== PAGE EXTRACT ==
┌──
# Lox!



## 73saint (May 2, 2018)

Since making my first Pastrami, I have been bitten by the curing bug.  I now have another brisket in the fridge (one week in) as well as a pork belly, for bacon.  Well, that takes some time, so Friday, while at Sams, I thought, now I can make SmokinAl's Lox recipe(https://www.smokingmeatforums.com/threads/homemade-lox-with-recipe-steps-plenty-of-q-view.106029/)!  I've been dying to try it and they have pretty good salmon here at Sams. 

Started out with my two filets, trimmed the belly and tail. 







In the saltwater bath for 30 minutes.  I have one gallon of water and two cups of pickeling salt.  I'm not a science whiz, but I noticed something cool while this unfolded.  In adding ice to the bath, trying to get the solution under 40 degrees, the salmon floated to the top.  I actually used the ice cubes to get the fish fully submerged.   Was quite the challenge.  Now hold on to that thought...
└──
== SET TASK A ==
Extract the lox post from "Since making my" to "belly and tail.", word for word.
The lox post and the records have nothing to do with each other.

(Records from a dataset)
┌──
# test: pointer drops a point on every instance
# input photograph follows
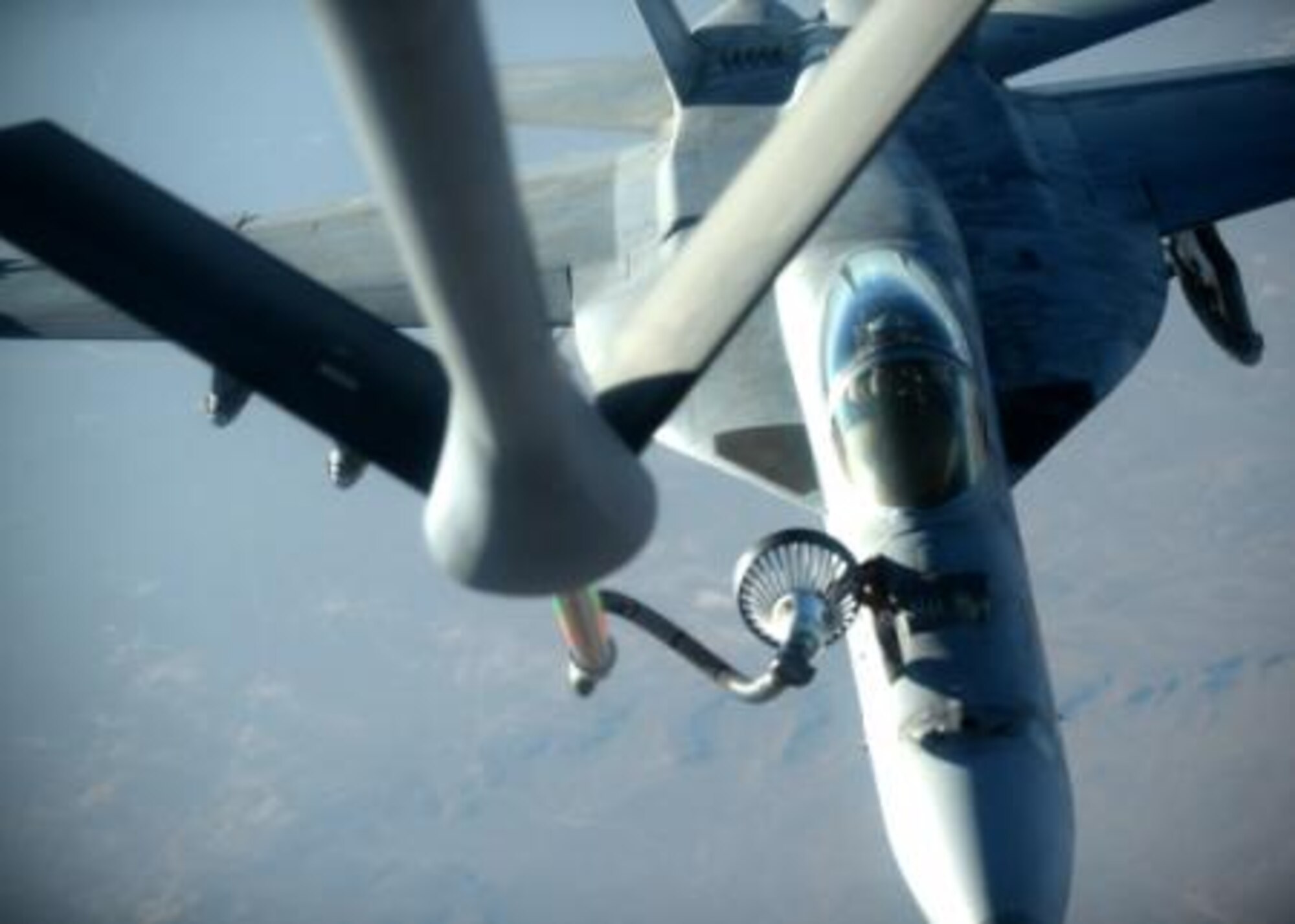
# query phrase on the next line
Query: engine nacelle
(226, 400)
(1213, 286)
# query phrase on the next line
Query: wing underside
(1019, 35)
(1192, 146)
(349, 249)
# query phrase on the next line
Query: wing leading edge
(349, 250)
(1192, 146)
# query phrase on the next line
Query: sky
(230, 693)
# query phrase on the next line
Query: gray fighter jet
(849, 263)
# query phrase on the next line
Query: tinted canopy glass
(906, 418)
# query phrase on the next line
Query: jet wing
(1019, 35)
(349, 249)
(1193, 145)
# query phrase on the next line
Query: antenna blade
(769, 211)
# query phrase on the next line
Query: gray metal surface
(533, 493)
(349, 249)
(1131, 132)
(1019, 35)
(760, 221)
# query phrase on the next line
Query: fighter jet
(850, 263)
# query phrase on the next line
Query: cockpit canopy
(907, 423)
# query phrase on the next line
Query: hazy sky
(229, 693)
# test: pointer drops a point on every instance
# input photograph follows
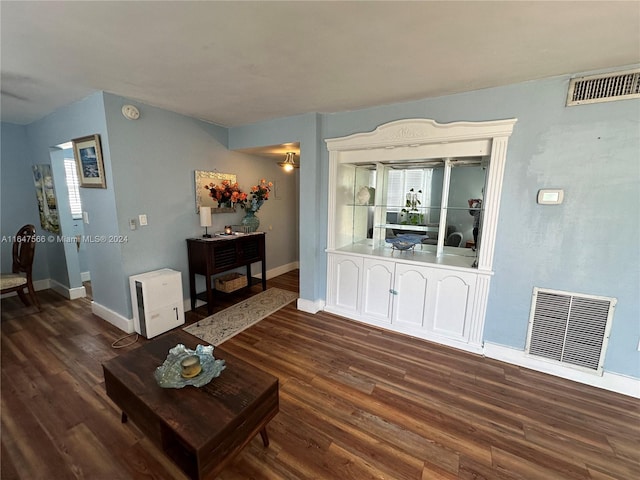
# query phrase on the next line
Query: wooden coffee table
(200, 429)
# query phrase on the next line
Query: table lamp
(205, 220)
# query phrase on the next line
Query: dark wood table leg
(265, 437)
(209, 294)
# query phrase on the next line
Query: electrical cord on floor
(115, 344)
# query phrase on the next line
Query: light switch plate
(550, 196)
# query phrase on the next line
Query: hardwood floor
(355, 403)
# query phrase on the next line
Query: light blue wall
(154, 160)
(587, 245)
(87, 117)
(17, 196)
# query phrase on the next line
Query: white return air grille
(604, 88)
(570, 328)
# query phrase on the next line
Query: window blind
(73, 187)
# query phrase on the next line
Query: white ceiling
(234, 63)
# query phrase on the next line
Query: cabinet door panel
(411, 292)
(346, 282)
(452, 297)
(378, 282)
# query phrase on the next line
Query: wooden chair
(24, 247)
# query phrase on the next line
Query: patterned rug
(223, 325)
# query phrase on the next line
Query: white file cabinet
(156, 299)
└──
┌──
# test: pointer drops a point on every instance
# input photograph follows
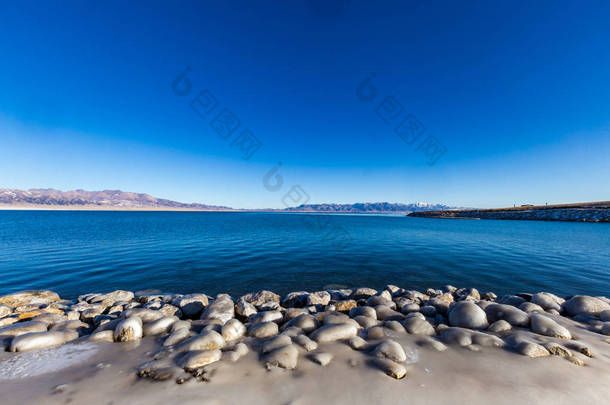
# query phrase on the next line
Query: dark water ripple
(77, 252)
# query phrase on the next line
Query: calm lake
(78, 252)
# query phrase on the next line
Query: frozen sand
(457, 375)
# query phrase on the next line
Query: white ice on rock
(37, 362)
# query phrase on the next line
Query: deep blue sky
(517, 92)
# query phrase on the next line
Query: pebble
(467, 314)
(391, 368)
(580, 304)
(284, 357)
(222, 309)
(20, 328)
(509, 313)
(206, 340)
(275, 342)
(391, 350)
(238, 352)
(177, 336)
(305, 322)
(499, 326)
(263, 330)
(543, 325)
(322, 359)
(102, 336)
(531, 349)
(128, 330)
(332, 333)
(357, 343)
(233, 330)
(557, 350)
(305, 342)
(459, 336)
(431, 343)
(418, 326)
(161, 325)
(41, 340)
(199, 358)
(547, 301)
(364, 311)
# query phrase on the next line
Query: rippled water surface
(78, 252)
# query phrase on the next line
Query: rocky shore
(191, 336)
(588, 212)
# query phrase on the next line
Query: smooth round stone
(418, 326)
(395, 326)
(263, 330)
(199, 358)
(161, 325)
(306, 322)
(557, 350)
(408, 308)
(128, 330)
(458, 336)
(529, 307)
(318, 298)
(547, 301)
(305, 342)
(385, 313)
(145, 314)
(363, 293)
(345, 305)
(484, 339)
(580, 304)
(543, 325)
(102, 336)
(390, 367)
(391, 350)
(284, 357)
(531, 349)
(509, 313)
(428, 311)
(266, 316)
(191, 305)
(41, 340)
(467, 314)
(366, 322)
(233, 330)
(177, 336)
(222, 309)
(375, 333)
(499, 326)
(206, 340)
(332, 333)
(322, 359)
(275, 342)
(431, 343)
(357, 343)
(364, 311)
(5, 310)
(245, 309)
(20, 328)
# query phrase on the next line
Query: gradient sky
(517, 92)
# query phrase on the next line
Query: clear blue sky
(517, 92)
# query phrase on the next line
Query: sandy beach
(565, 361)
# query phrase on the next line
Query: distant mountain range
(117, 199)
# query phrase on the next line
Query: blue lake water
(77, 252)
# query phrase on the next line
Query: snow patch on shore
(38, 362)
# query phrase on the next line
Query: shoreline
└──
┌──
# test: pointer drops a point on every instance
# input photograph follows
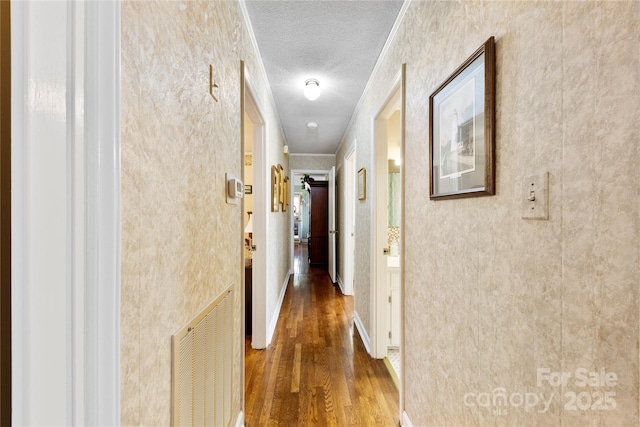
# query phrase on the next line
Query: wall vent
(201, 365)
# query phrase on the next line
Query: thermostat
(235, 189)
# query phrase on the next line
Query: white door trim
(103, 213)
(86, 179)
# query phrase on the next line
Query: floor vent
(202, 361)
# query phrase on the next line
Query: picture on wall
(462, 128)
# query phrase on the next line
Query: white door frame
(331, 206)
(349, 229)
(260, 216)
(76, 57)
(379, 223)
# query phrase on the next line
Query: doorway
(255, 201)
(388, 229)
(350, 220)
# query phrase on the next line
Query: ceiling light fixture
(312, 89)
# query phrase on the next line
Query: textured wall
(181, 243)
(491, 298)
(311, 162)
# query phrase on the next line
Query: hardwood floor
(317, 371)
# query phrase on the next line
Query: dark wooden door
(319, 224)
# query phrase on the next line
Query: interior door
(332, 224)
└──
== SET TASK B ==
Count the lines in the records that contain the string "floor", treating case as significant, and reply with the number only.

== FINAL RESULT A ==
Since making my first Pastrami, I have been bitten by the curing bug.  I now have another brisket in the fridge (one week in) as well as a pork belly, for bacon.  Well, that takes some time, so Friday, while at Sams, I thought, now I can make SmokinAl's Lox recipe(https://www.smokingmeatforums.com/threads/homemade-lox-with-recipe-steps-plenty-of-q-view.106029/)!  I've been dying to try it and they have pretty good salmon here at Sams. 

Started out with my two filets, trimmed the belly and tail.

== FINAL RESULT B ==
4